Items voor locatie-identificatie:

#####

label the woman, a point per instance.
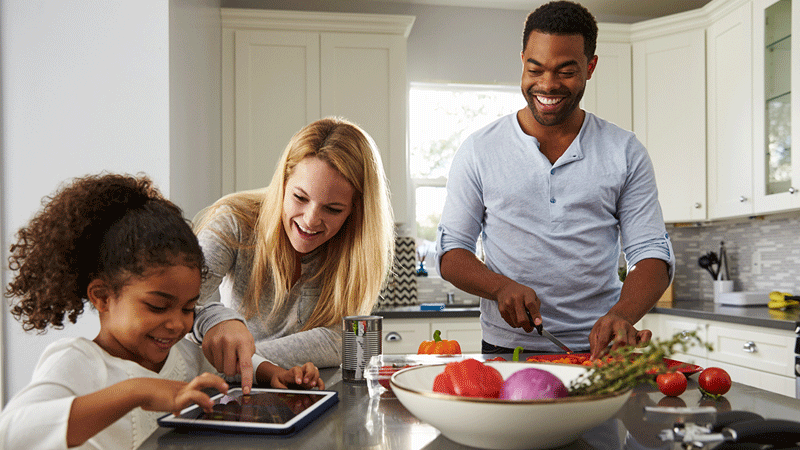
(295, 257)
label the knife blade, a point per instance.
(542, 332)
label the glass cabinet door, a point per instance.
(777, 173)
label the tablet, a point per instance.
(267, 411)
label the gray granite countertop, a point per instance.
(760, 316)
(359, 421)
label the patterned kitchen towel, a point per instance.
(401, 289)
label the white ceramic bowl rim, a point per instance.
(431, 394)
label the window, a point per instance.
(442, 116)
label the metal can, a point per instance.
(361, 340)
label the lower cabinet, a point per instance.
(403, 336)
(756, 356)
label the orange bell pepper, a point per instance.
(438, 346)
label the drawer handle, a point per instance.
(393, 336)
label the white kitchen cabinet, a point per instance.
(730, 119)
(282, 70)
(756, 356)
(776, 55)
(403, 336)
(669, 117)
(608, 93)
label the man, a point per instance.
(551, 191)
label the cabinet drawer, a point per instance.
(769, 382)
(402, 337)
(757, 348)
(671, 327)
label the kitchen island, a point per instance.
(361, 422)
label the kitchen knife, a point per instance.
(545, 333)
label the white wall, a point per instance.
(89, 86)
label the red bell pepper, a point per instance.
(469, 378)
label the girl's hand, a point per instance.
(169, 395)
(305, 376)
(229, 347)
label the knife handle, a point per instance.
(728, 418)
(770, 431)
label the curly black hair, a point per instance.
(109, 227)
(563, 17)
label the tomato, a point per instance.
(714, 381)
(671, 383)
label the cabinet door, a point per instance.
(468, 333)
(669, 119)
(403, 336)
(276, 94)
(364, 80)
(776, 55)
(608, 94)
(730, 183)
(694, 354)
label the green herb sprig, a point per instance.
(627, 367)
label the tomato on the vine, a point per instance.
(671, 383)
(714, 381)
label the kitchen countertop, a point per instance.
(361, 422)
(760, 316)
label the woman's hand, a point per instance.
(229, 347)
(170, 395)
(305, 376)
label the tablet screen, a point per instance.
(260, 407)
(263, 410)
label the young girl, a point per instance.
(298, 255)
(115, 241)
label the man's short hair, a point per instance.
(563, 18)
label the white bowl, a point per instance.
(505, 424)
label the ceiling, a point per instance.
(603, 10)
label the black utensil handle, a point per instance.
(770, 431)
(727, 418)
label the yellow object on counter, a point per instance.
(781, 300)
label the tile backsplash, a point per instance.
(776, 239)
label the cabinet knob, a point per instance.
(393, 336)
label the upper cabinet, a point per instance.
(669, 116)
(776, 56)
(730, 118)
(282, 70)
(608, 94)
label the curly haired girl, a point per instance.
(115, 241)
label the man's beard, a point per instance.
(572, 102)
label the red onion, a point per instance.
(532, 384)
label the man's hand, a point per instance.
(229, 347)
(617, 331)
(512, 300)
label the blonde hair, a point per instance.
(355, 261)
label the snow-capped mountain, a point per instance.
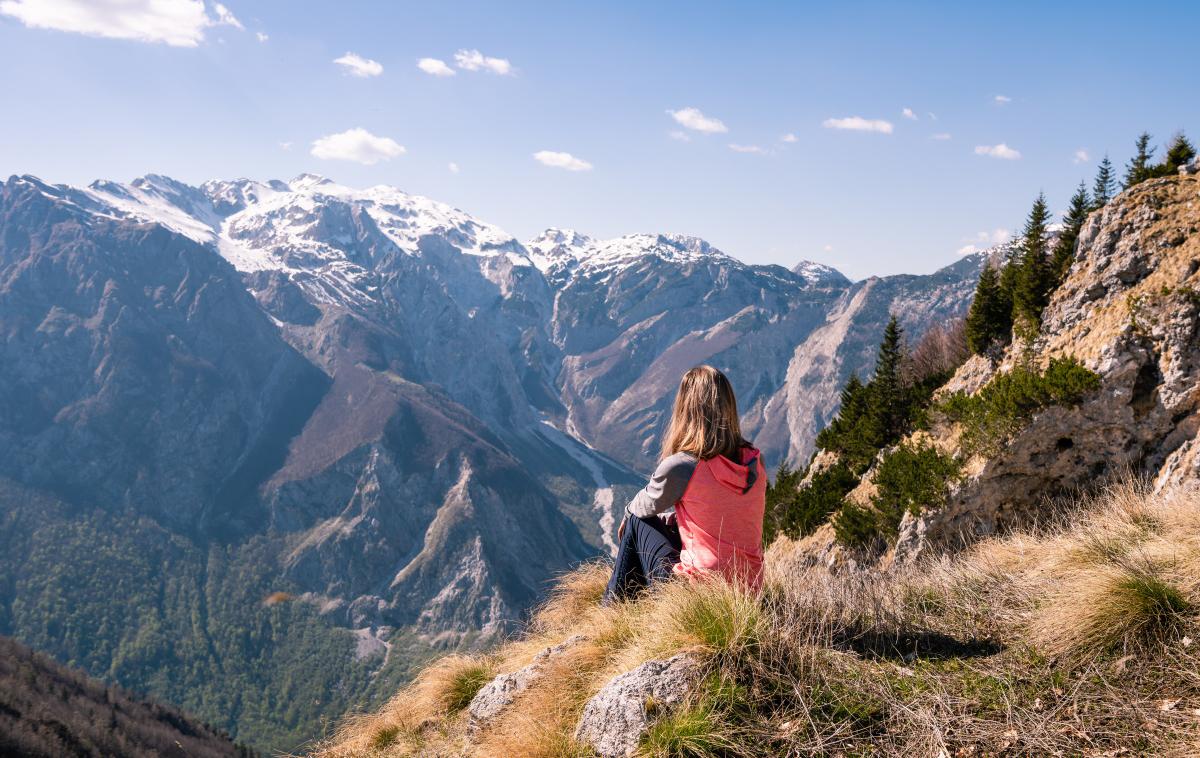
(417, 419)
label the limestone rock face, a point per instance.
(499, 693)
(1128, 311)
(616, 717)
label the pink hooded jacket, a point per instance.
(719, 506)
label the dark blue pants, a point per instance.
(647, 553)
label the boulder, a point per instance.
(616, 717)
(499, 693)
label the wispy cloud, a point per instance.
(435, 67)
(983, 240)
(179, 23)
(225, 16)
(562, 160)
(358, 66)
(858, 124)
(474, 60)
(1001, 151)
(358, 145)
(693, 119)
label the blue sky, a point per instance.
(91, 94)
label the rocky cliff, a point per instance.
(363, 399)
(1128, 310)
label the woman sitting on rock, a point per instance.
(702, 510)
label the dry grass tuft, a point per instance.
(1075, 638)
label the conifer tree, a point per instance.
(1072, 222)
(990, 318)
(888, 390)
(1105, 185)
(1032, 280)
(1179, 154)
(1139, 168)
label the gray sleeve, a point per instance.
(666, 486)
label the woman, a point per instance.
(702, 510)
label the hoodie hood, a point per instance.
(737, 476)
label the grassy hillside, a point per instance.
(1075, 639)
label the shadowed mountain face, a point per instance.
(371, 402)
(49, 710)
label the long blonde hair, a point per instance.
(705, 419)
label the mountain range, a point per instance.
(360, 422)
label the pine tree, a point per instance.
(886, 384)
(1065, 247)
(1105, 185)
(1032, 278)
(990, 318)
(1179, 154)
(1139, 168)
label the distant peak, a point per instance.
(309, 180)
(819, 274)
(555, 235)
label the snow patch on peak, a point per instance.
(556, 247)
(817, 274)
(306, 181)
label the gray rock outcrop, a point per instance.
(498, 695)
(616, 717)
(1129, 311)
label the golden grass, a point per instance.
(1075, 638)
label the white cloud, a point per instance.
(750, 149)
(693, 119)
(179, 23)
(983, 240)
(226, 17)
(474, 60)
(358, 145)
(357, 65)
(562, 160)
(858, 124)
(1001, 151)
(435, 67)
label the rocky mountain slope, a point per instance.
(1047, 605)
(1128, 317)
(364, 399)
(1129, 311)
(48, 710)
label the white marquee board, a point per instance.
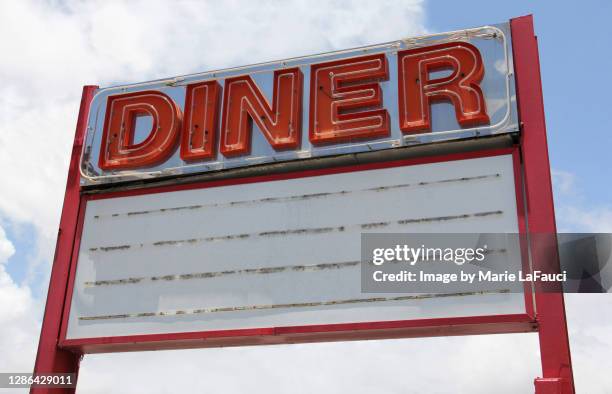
(249, 255)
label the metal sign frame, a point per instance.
(532, 173)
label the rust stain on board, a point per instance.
(291, 305)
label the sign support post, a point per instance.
(552, 326)
(50, 358)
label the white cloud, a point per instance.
(573, 214)
(19, 317)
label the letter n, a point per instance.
(243, 103)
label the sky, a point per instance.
(52, 48)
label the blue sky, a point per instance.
(574, 40)
(58, 46)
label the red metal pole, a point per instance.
(50, 358)
(557, 375)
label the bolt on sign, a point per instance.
(226, 208)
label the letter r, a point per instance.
(417, 90)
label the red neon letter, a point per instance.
(118, 150)
(280, 123)
(346, 99)
(200, 123)
(417, 91)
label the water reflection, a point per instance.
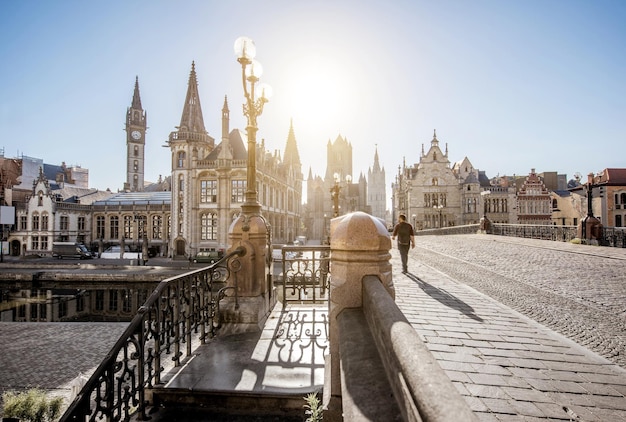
(72, 304)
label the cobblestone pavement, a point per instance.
(51, 355)
(577, 290)
(487, 307)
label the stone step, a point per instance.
(183, 405)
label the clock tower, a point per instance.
(136, 125)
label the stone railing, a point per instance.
(182, 310)
(378, 368)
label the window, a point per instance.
(62, 308)
(128, 227)
(114, 227)
(208, 226)
(127, 301)
(113, 300)
(100, 227)
(157, 227)
(99, 300)
(208, 191)
(238, 191)
(80, 303)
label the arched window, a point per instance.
(35, 221)
(208, 226)
(181, 159)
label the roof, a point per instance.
(613, 176)
(84, 196)
(138, 198)
(237, 147)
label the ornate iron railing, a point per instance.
(535, 231)
(305, 274)
(179, 310)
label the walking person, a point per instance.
(406, 236)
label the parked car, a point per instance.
(70, 250)
(113, 252)
(208, 256)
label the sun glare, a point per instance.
(319, 93)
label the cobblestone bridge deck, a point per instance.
(496, 312)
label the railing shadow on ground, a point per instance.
(445, 298)
(180, 310)
(610, 236)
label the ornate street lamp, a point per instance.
(440, 209)
(255, 95)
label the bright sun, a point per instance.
(319, 93)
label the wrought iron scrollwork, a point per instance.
(180, 309)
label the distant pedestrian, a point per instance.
(406, 236)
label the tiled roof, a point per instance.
(138, 198)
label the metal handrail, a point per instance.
(179, 308)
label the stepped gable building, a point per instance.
(609, 196)
(209, 181)
(433, 194)
(533, 201)
(377, 190)
(52, 212)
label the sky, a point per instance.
(512, 85)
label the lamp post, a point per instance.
(485, 224)
(440, 209)
(255, 95)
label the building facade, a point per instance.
(209, 182)
(434, 194)
(534, 201)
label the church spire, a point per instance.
(435, 141)
(136, 104)
(376, 162)
(292, 156)
(192, 119)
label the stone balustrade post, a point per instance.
(359, 245)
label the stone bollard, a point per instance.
(359, 246)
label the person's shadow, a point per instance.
(446, 298)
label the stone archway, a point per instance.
(180, 247)
(14, 249)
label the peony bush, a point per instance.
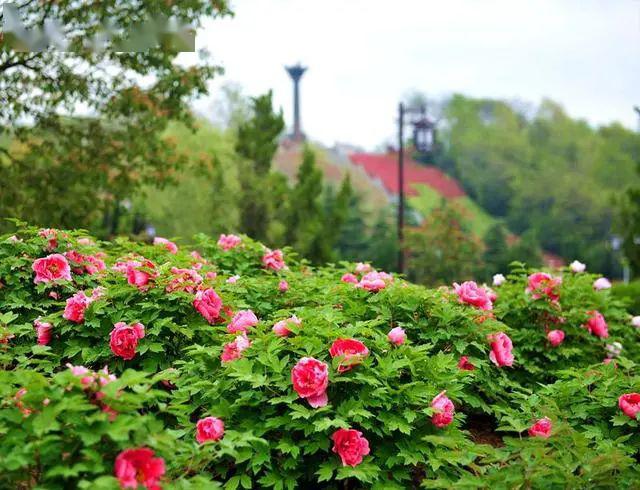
(131, 365)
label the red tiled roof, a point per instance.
(385, 167)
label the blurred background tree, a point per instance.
(97, 162)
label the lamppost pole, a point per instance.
(401, 188)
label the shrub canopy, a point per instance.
(144, 341)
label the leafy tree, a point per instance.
(352, 242)
(382, 249)
(257, 143)
(496, 252)
(336, 212)
(526, 249)
(443, 249)
(61, 171)
(306, 223)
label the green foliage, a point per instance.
(207, 183)
(62, 171)
(629, 293)
(307, 226)
(545, 172)
(61, 434)
(257, 142)
(442, 249)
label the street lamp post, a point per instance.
(424, 140)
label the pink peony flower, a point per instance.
(310, 379)
(53, 267)
(443, 410)
(43, 330)
(542, 284)
(134, 467)
(140, 274)
(184, 280)
(124, 339)
(170, 246)
(209, 429)
(602, 283)
(93, 264)
(629, 403)
(349, 278)
(577, 267)
(542, 428)
(350, 445)
(209, 304)
(85, 263)
(76, 306)
(273, 259)
(227, 242)
(397, 336)
(233, 350)
(469, 292)
(242, 321)
(281, 328)
(597, 325)
(501, 349)
(555, 337)
(350, 351)
(465, 364)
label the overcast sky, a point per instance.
(364, 55)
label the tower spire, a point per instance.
(296, 72)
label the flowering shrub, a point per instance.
(157, 371)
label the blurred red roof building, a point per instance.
(384, 166)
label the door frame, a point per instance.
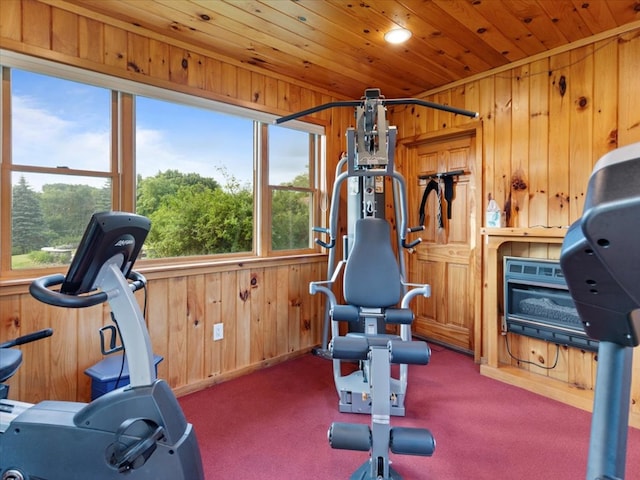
(475, 242)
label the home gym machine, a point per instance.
(368, 160)
(600, 259)
(135, 432)
(373, 285)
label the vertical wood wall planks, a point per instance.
(559, 115)
(196, 331)
(90, 39)
(580, 127)
(629, 65)
(64, 32)
(36, 24)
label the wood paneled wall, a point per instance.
(267, 313)
(544, 124)
(264, 305)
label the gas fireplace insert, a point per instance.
(538, 303)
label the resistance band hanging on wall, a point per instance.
(443, 188)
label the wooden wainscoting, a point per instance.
(267, 313)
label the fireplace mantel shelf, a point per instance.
(494, 239)
(525, 233)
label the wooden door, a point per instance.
(447, 258)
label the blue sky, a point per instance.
(58, 123)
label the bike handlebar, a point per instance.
(40, 288)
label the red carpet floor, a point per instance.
(273, 424)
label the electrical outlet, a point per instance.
(218, 331)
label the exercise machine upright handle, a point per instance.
(409, 245)
(41, 289)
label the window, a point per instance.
(61, 166)
(291, 188)
(214, 179)
(195, 179)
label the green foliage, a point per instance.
(290, 220)
(28, 231)
(197, 220)
(67, 209)
(290, 216)
(154, 192)
(52, 258)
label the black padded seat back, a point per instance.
(372, 275)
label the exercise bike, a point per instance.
(136, 432)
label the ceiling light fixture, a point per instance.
(397, 35)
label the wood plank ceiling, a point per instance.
(338, 45)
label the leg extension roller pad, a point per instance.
(350, 436)
(412, 441)
(411, 353)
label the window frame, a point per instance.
(122, 156)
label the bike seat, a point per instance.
(10, 361)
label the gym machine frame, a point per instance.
(372, 389)
(600, 259)
(368, 160)
(135, 432)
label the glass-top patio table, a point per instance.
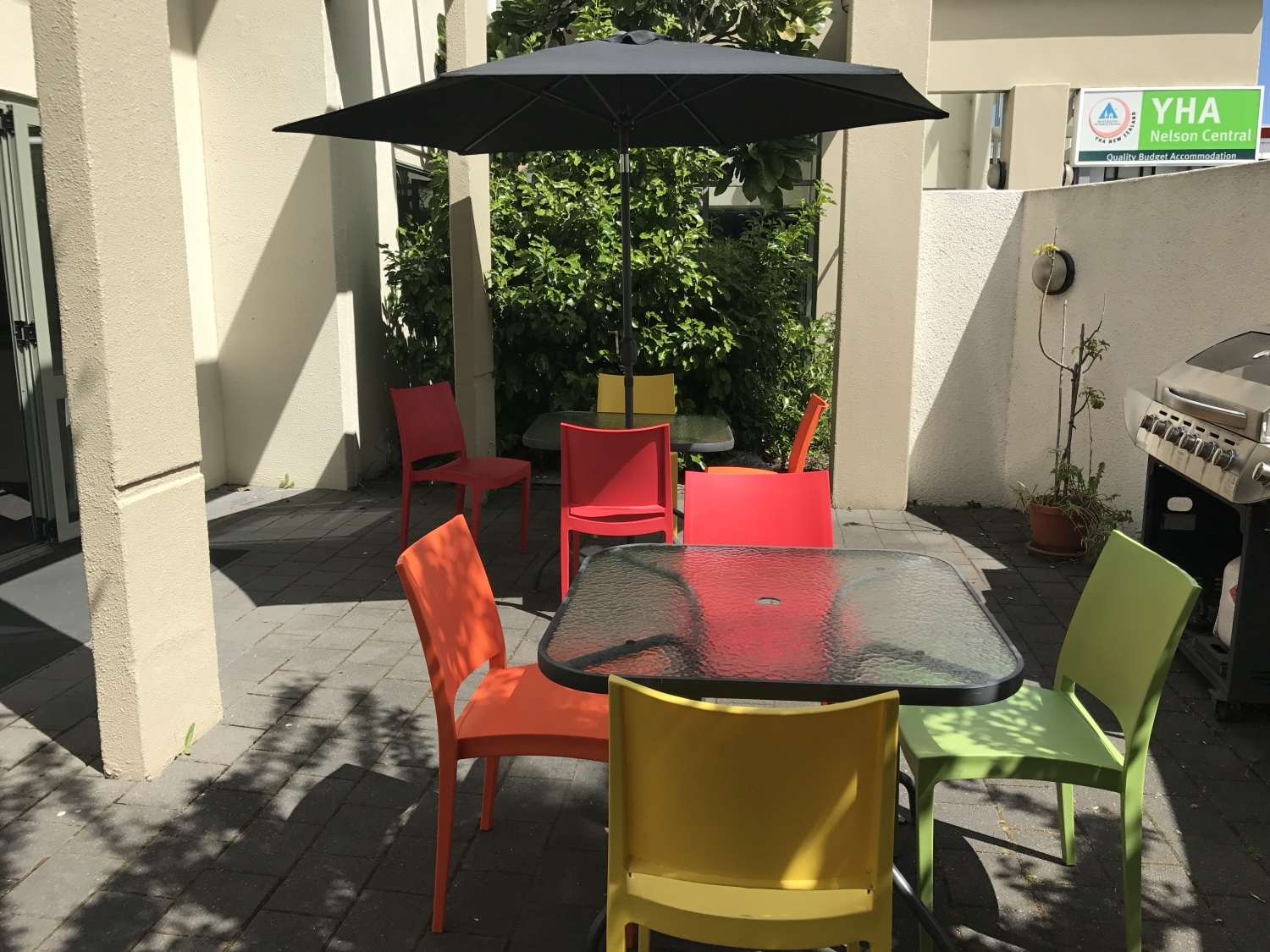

#####

**Doel**:
Vermeld elke regel uit de gegevens hierboven waarin de tekenreeks “curly” voorkomt, waarbij het verschil tussen hoofdletters en kleine letters telt.

**Het antwoord**:
label the curly black hair, a point per instance.
label the curly haired girl, a point per instance.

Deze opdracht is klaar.